### Given problem A
Set down verbatim the part of the SMB multichannel thread that opens with the words containing "Shyam Prasad N <nspmangalore@xxxxxxxxx> ·" and closes with "the right choice.".

Re: Connection sharing in SMB multichannel

Shyam Prasad N <nspmangalore@xxxxxxxxx> · Wed, 11 Jan 2023 13:05:32 +0530

Hi Aurélien,

Thanks for the inputs.

On Tue, Jan 10, 2023 at 6:30 PM Aurélien Aptel <aurelien.aptel@xxxxxxxxx> wrote:
>
> Hey Shyam,
>
> I remember thinking that channels should be part of the server too
> when I started working on this but switched it up to session as I kept
> working on it and finding it was the right choice.
> I don't remember all the details so my comments will be a bit vague.

I'm not proposing to move the channels to per-server here, but to move
the connections to per-server. Each channel is associated with a
connection.
I think our use of server and connection interchangeably is causing
this confusion. :)

>
> On Tue, Jan 10, 2023 at 10:16 AM Shyam Prasad N <nspmangalore@xxxxxxxxx> wrote:
> > 1.
> > The way connections are organized today, the connections of primary
> > channels of sessions can be shared among different sessions and their
> > channels. However, connections to secondary channels are not shared.
> > i.e. created with nosharesock.
> > Is there a reason why we have it that way?
> > We could have a pool of connections for a particular server. When new
> > channels are to be created for a session, we could simply pick
> > connections from this pool.
> > Another approach could be not to share sockets for any of the channels
> > of multichannel mounts. This way, multichannel would implicitly mean
> > nosharesock. Assuming that multichannel is being used for performance
> > reasons, this would actually make a lot of sense. Each channel would
> > create new connection to the server, and take advantage of number of
> > interfaces and RSS capabilities of server interfaces.
> > I'm planning to take the latter approach for now, since it's easier.
> > Please let me know about your opinions on this.
>
> First, in the abstract models, Channels are kept in the Session object.
> https://learn.microsoft.com/en-us/openspecs/windows_protocols/ms-smb2/8174c219-2224-4009-b96a-06d84eccb3ae
>
> Channels and sessions are intertwined. Channels signing keys depend on
> the session it is connected to (See "3.2.5.3.1 Handling a New
> Authentication" and "3.2.5.3.3 Handling Session Binding").
> Think carefully on what should be done on disconnect/reconnect.
> Especially if the channel is shared with multiple sessions.

That's a good point.
But that affects even other cases like multiuser mounts and cases
where a session shares a socket. Doesn't it?
I think we call cifs_reconnect very generously today. We should give
this another look, IMO.

>
> Problem with the pool approach is mount options might require
> different connections so sharing is not so easy. And reconnecting
> might involve different fallbacks (dfs) for different sessions.
>
> You should see the server struct as the "final destination". Once it's
> picked we know it's going there.
>
> > 2.
> > Today, the interface list for a server hangs off the session struct. Why?
> > Doesn't it make more sense to hang it off the server struct? With my
> > recent changes to query the interface list from the server
> > periodically, each tcon is querying this and keeping the results in
> > the session struct.
> > I plan to move this to the server struct too. And avoid having to
> > query this too many times unnecessarily. Please let me know if you see
> > a reason not to do this.

[Extracted records]
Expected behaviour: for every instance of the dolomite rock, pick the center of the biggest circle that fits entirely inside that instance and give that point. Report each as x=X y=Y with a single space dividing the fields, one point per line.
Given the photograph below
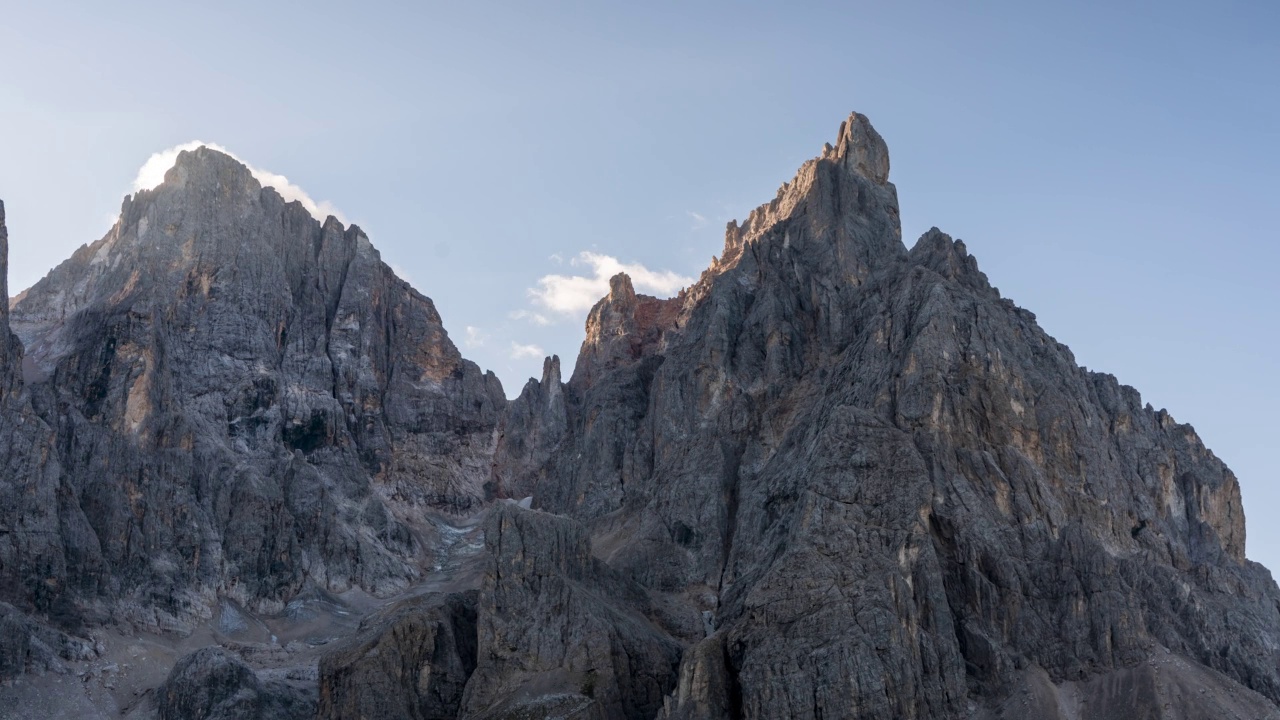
x=214 y=684
x=560 y=632
x=895 y=493
x=411 y=664
x=246 y=401
x=833 y=478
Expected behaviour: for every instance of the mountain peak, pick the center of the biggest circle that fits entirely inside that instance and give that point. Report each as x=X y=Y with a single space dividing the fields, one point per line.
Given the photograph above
x=860 y=149
x=214 y=169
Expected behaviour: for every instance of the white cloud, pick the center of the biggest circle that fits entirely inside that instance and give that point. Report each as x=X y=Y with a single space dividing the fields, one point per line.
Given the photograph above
x=572 y=295
x=536 y=318
x=519 y=351
x=151 y=173
x=475 y=337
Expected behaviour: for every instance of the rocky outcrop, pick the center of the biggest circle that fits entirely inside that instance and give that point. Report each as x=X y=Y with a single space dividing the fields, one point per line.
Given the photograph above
x=560 y=633
x=833 y=478
x=892 y=491
x=410 y=664
x=246 y=401
x=214 y=684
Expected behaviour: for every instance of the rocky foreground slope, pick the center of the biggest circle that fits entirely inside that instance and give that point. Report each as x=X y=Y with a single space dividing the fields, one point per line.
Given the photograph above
x=833 y=478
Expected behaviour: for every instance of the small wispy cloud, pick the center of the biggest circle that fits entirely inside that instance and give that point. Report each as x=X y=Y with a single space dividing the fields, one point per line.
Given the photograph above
x=519 y=351
x=151 y=174
x=475 y=337
x=574 y=295
x=535 y=318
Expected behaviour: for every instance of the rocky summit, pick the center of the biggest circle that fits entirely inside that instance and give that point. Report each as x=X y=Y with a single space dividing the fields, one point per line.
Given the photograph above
x=247 y=475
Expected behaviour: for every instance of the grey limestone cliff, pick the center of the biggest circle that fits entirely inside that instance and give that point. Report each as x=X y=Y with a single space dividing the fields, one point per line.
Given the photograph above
x=833 y=478
x=246 y=401
x=892 y=491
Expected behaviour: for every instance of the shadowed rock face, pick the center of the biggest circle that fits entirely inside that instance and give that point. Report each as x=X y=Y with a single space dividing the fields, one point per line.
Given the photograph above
x=896 y=495
x=246 y=401
x=411 y=664
x=833 y=478
x=214 y=684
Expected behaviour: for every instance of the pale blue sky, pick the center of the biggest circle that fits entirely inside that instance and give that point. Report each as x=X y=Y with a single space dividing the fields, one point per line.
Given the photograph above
x=1112 y=169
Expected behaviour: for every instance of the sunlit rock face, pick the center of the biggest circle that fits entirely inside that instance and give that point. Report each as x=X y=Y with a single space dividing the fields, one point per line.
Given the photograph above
x=836 y=477
x=891 y=491
x=247 y=401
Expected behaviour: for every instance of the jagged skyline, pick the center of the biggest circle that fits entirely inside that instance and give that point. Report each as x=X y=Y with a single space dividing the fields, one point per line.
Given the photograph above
x=1112 y=177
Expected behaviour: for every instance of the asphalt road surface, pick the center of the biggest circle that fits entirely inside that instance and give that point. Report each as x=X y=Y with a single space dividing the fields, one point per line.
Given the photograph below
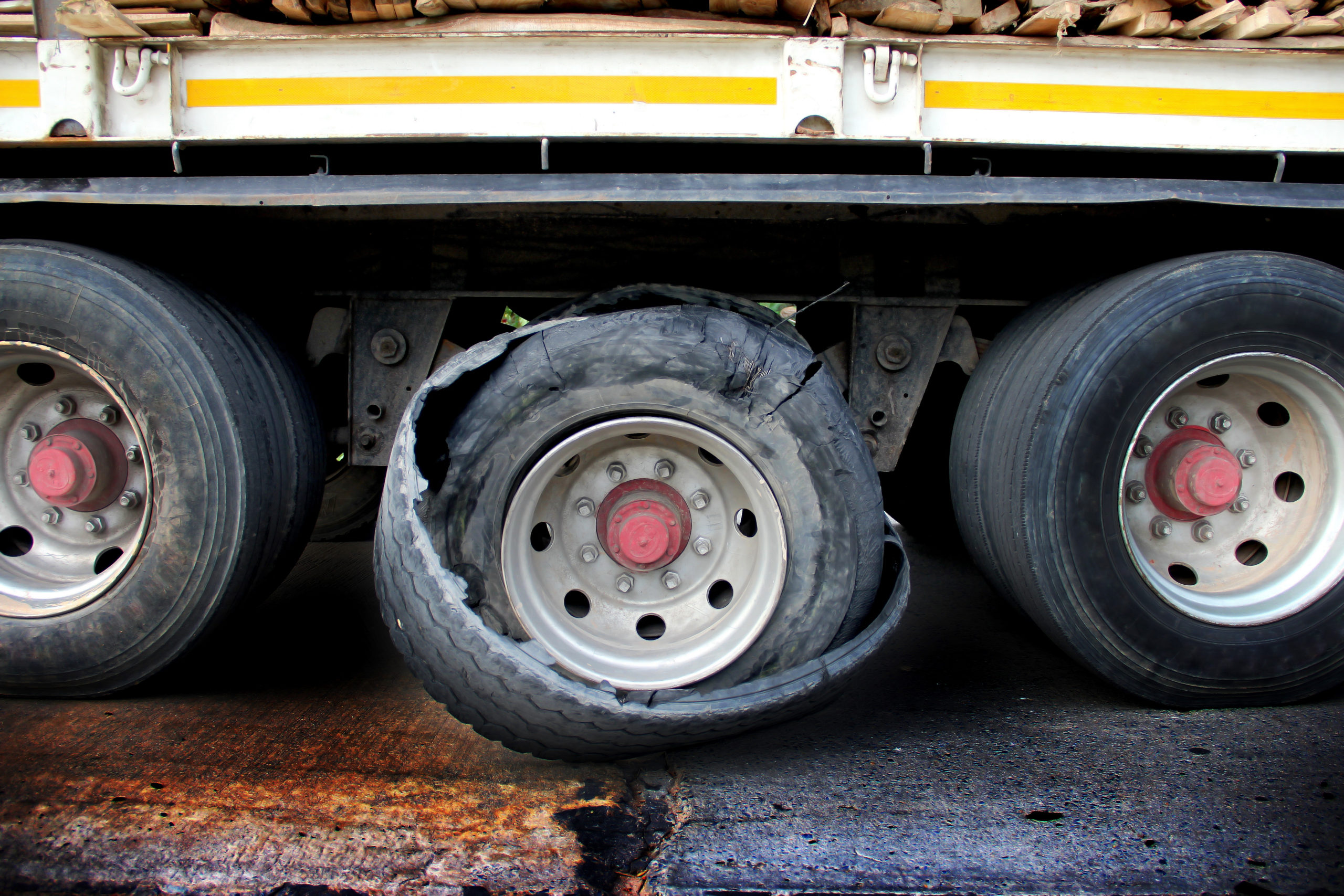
x=296 y=754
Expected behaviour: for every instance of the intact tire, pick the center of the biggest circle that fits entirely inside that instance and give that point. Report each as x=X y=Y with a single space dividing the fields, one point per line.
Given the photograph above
x=224 y=430
x=1053 y=438
x=761 y=393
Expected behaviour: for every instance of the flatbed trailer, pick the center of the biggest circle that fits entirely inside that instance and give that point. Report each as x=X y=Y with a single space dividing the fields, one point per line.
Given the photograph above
x=647 y=332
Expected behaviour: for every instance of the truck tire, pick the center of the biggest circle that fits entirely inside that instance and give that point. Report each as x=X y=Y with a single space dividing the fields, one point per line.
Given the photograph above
x=159 y=468
x=569 y=476
x=1153 y=471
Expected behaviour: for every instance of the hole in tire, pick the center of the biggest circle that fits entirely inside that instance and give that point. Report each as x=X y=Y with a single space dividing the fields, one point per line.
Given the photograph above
x=107 y=559
x=1273 y=414
x=721 y=594
x=1182 y=574
x=15 y=542
x=745 y=520
x=1252 y=553
x=575 y=604
x=1289 y=487
x=37 y=374
x=651 y=628
x=542 y=536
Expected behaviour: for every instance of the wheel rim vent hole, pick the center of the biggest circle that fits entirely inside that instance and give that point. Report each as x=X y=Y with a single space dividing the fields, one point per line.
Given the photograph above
x=1252 y=553
x=542 y=536
x=15 y=542
x=1289 y=487
x=37 y=374
x=651 y=628
x=1182 y=574
x=721 y=594
x=745 y=520
x=577 y=604
x=1273 y=414
x=107 y=559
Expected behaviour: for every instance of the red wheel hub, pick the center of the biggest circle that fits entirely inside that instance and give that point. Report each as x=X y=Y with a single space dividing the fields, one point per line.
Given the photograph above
x=1191 y=475
x=644 y=524
x=80 y=465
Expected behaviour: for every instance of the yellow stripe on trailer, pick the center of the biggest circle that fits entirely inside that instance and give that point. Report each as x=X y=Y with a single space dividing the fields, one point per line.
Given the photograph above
x=1133 y=101
x=481 y=89
x=19 y=94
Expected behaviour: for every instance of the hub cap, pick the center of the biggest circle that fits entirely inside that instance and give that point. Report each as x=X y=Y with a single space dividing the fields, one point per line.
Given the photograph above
x=73 y=504
x=646 y=553
x=1233 y=492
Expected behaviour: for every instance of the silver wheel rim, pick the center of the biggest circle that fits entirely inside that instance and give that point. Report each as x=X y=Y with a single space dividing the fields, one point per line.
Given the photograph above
x=75 y=555
x=1280 y=544
x=611 y=640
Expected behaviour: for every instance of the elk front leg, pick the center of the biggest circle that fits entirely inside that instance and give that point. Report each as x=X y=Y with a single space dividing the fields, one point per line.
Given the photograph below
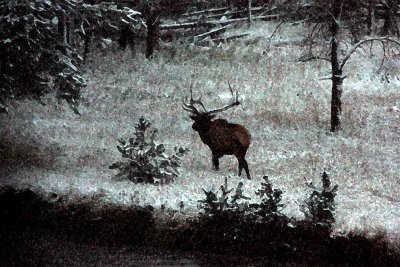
x=243 y=164
x=216 y=162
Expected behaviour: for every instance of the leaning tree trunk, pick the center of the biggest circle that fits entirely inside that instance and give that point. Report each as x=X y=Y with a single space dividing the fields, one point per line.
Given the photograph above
x=337 y=79
x=370 y=16
x=249 y=17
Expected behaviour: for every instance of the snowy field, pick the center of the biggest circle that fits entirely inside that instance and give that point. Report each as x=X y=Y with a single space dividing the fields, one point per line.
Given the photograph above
x=286 y=106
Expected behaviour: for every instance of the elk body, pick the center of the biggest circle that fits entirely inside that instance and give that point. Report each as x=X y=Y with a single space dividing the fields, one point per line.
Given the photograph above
x=222 y=137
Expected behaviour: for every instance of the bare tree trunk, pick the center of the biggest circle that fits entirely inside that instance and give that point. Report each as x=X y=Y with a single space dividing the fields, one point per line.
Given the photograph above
x=87 y=41
x=249 y=13
x=153 y=34
x=337 y=79
x=369 y=16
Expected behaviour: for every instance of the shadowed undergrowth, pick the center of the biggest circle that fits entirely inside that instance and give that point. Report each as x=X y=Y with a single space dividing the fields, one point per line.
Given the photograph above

### Given problem B
Please edit the part of the extracted records that opens with the line containing "Expected behaviour: for every instance of the rocky summit, pick" and closes with the line containing "x=247 y=401", including both of those lines. Replace "pale blue sky" with "clear blue sky", change nothing else, and give back only those lines.

### Final answer A
Shyam Prasad N <nspmangalore@xxxxxxxxx> · Wed, 11 Jan 2023 13:05:32 +0530

Hi Aurélien,

Thanks for the inputs.

On Tue, Jan 10, 2023 at 6:30 PM Aurélien Aptel <aurelien.aptel@xxxxxxxxx> wrote:
>
> Hey Shyam,
>
> I remember thinking that channels should be part of the server too
> when I started working on this but switched it up to session as I kept
> working on it and finding it was the right choice.

### Final answer B
Expected behaviour: for every instance of the rocky summit, pick the center of the biggest circle that fits entirely inside that instance and give that point. Report each as x=X y=Y with a single space dividing the fields, one point per line.
Given the photograph above
x=247 y=475
Expected behaviour: for every instance of the grey limestone cliff, pick the center of the biggest circle that fits entirely inside that instance and give that point. Report each as x=X y=Y with a single space dividing the fields, one point per line.
Given the photograph above
x=833 y=478
x=246 y=401
x=892 y=491
Expected behaviour: for every instance of the shadowed rock face, pick the center of the biggest circle that fits entirely inside that instance and give that point. Report each as x=X y=Y with a single space dividing the fields, one point per line.
Given the photograph above
x=896 y=495
x=246 y=401
x=411 y=664
x=833 y=478
x=214 y=684
Expected behaviour: for every instance of the clear blue sky, pick the center of the biggest circle that fits entirely inside that instance and give that point. Report each as x=X y=Y with a single space dividing the fields, one point per line.
Given the photograph above
x=1112 y=169
Expected behaviour: for every instance of the sunlit rock face, pick the center of the biggest circle that fits entirely inside that instance and give that point. Report each as x=X y=Y with a single space dividing the fields, one point per line.
Given the photograph above
x=836 y=477
x=891 y=491
x=247 y=401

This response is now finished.